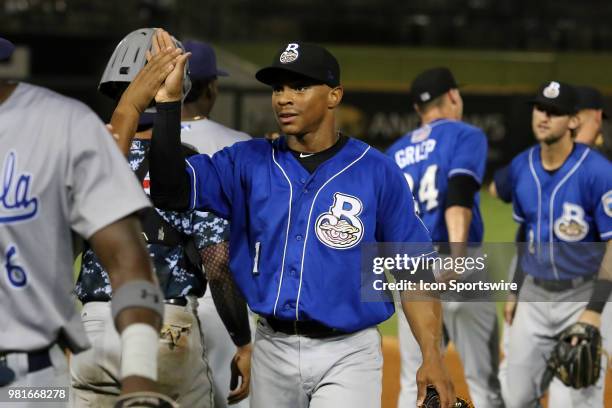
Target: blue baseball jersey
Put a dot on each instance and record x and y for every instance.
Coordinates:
(429, 157)
(296, 237)
(561, 210)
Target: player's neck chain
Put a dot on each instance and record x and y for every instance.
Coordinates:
(194, 118)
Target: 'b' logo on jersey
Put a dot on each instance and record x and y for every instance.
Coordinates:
(341, 228)
(290, 54)
(606, 201)
(571, 226)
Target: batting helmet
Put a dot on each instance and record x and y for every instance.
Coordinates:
(128, 59)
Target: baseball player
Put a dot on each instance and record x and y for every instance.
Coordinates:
(590, 112)
(207, 136)
(443, 162)
(562, 193)
(60, 169)
(174, 242)
(300, 209)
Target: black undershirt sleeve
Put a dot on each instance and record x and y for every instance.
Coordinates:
(461, 191)
(601, 294)
(519, 275)
(230, 304)
(170, 187)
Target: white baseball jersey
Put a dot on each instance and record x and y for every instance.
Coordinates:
(208, 137)
(60, 170)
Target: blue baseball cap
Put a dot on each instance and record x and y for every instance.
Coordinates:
(6, 49)
(203, 61)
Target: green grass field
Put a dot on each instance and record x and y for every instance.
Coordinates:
(499, 227)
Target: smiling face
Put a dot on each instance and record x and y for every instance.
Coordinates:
(549, 125)
(300, 104)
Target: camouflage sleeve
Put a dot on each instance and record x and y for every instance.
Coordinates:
(208, 229)
(228, 300)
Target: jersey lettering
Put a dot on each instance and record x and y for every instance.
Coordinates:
(428, 193)
(414, 154)
(341, 228)
(16, 274)
(15, 201)
(571, 226)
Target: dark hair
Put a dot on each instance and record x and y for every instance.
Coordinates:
(435, 102)
(198, 87)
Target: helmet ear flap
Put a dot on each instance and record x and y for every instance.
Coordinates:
(128, 58)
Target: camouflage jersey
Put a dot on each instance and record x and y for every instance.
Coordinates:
(171, 265)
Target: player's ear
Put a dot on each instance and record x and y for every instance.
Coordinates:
(574, 122)
(453, 96)
(334, 97)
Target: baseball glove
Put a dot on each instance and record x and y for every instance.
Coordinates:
(576, 366)
(432, 400)
(145, 400)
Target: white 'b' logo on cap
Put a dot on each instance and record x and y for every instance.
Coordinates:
(290, 54)
(552, 90)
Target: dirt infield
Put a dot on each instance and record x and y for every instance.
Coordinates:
(391, 374)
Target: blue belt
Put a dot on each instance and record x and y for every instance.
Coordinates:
(37, 360)
(562, 285)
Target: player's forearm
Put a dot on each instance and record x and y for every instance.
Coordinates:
(228, 300)
(122, 251)
(603, 284)
(458, 221)
(170, 187)
(425, 319)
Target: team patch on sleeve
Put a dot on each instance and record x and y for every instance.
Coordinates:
(606, 202)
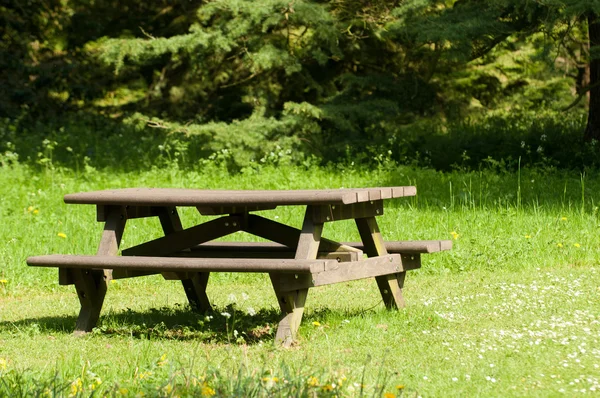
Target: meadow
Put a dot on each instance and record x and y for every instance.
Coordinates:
(511, 310)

━━━━━━━━━━

Output only the lines from the one that contains "Target: white 'b' logo on cap" to the end of the entries above, both end lines included, and drop the pictures.

*ANSWER FOR THIS EXERCISE:*
Target: white 'b' logo on cap
Put a dot on each instance and record x and y for every instance.
Coordinates:
(290, 54)
(552, 90)
Target: dirt infield
Put a dot on each instance and record x and y for every instance.
Coordinates:
(391, 374)
Target: blue belt
Put a dot on each instance and record x and y for every instance.
Coordinates:
(37, 360)
(562, 285)
Target: player's forearm
Put a dot on each instance and record x and y for every instance.
Coordinates:
(228, 300)
(122, 251)
(603, 284)
(458, 221)
(170, 187)
(425, 319)
Target: team patch on sleeve
Put a dot on each instance and record x and y for every instance.
Coordinates:
(606, 202)
Target: meadow
Put a dot on each instance and record x and y for every instance.
Coordinates:
(511, 310)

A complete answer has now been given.